Consigne à suivre: Trouvez dans le matériel ci-dessous chaque ligne où figure le mot « pole » et recopiez-la.
-------------------------
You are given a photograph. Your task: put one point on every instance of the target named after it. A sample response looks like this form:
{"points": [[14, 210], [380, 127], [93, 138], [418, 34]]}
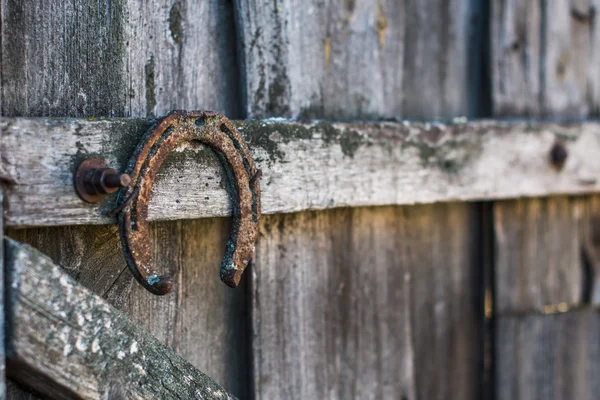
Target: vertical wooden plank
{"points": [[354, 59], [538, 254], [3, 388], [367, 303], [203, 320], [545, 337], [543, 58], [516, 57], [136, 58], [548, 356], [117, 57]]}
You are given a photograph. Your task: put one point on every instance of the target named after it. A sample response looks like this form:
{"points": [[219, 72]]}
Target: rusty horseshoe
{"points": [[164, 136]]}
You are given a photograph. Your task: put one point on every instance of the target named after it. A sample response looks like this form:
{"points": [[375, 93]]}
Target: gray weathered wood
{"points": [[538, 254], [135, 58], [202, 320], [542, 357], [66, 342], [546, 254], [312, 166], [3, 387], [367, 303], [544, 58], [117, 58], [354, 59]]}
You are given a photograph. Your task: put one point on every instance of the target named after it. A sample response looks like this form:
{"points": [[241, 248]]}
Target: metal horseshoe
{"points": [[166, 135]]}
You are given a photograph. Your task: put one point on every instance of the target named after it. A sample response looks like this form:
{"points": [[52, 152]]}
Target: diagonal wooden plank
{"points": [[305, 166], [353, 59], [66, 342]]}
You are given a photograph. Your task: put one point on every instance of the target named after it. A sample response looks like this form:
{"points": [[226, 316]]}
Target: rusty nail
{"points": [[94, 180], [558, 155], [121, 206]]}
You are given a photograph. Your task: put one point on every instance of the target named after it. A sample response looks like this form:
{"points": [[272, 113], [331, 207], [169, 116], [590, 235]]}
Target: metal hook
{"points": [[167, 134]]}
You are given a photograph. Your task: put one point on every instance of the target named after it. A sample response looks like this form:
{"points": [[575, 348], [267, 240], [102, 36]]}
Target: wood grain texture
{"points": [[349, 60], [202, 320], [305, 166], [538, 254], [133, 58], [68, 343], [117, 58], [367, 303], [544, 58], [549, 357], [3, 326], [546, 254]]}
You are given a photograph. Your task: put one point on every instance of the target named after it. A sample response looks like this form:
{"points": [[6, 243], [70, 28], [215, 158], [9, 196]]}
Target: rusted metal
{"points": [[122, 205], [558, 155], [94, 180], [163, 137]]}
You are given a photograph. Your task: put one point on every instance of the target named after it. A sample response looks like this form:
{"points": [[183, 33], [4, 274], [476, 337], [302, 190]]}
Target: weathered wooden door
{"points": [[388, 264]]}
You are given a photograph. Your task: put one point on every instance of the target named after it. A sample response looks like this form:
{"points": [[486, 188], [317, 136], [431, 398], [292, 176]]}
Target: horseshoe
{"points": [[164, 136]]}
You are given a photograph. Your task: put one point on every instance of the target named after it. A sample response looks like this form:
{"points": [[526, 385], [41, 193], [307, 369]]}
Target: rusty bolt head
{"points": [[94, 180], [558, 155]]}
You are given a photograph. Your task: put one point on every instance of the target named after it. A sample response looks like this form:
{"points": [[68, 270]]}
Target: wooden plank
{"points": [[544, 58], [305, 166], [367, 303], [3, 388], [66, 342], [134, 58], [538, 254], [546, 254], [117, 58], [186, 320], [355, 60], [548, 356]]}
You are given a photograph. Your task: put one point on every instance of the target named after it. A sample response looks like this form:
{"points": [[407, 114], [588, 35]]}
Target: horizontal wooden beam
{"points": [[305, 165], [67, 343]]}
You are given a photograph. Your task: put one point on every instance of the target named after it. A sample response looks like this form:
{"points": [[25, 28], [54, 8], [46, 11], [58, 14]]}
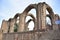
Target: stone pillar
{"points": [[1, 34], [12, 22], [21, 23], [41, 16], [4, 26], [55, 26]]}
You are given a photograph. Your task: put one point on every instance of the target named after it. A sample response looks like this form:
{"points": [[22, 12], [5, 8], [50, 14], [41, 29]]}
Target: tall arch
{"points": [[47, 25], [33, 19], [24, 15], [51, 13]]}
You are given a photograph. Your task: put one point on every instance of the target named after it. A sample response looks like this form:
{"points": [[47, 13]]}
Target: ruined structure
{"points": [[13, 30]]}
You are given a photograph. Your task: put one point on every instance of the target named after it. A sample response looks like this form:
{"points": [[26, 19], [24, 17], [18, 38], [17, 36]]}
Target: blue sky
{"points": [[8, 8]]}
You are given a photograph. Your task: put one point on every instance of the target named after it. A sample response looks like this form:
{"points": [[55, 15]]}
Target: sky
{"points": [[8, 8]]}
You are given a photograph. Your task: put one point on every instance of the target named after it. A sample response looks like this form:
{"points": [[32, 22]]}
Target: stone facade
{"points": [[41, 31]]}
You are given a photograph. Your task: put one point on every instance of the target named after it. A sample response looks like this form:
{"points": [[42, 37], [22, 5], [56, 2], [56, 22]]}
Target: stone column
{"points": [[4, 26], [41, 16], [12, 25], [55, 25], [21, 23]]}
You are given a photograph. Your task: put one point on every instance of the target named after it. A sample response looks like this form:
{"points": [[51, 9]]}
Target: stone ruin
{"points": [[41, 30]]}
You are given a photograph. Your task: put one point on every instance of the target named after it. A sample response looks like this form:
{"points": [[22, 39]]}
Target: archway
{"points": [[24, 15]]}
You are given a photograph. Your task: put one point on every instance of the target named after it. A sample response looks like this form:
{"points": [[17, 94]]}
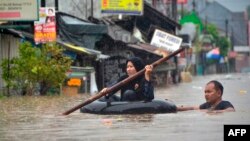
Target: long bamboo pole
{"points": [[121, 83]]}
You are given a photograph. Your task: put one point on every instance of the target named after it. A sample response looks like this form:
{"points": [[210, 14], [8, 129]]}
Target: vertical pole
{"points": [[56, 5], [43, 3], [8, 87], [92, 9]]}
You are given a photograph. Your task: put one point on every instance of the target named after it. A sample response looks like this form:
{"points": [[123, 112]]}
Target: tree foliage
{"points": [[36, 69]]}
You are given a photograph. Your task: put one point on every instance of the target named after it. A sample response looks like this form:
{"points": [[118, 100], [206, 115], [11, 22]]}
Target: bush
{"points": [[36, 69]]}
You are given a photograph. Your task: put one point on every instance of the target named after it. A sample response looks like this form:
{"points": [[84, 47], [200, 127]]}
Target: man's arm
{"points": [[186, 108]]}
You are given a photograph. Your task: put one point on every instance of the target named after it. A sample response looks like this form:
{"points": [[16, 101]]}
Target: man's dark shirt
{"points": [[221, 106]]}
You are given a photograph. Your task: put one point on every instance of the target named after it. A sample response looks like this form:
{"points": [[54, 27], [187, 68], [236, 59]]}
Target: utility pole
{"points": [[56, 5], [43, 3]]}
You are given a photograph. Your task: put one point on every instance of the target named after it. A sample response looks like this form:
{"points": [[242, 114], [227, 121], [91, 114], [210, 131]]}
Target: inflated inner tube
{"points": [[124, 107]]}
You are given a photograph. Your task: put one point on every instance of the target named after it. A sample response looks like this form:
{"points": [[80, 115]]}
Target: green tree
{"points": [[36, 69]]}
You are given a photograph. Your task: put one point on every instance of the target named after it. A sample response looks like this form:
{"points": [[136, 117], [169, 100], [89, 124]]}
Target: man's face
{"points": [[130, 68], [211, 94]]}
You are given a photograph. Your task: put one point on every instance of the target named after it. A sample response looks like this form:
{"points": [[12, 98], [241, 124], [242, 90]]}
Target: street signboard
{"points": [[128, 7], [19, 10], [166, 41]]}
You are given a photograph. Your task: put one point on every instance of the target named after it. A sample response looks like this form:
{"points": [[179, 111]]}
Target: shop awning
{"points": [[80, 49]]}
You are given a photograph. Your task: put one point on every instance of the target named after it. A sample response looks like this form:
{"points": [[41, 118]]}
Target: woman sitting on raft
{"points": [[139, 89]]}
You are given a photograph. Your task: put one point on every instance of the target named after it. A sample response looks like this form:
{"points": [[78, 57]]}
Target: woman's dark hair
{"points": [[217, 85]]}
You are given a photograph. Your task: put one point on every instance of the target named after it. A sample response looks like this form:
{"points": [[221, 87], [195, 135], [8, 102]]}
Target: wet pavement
-------------------------
Résultat obtenu:
Target: long bamboo pole
Target: vertical pole
Target: utility pole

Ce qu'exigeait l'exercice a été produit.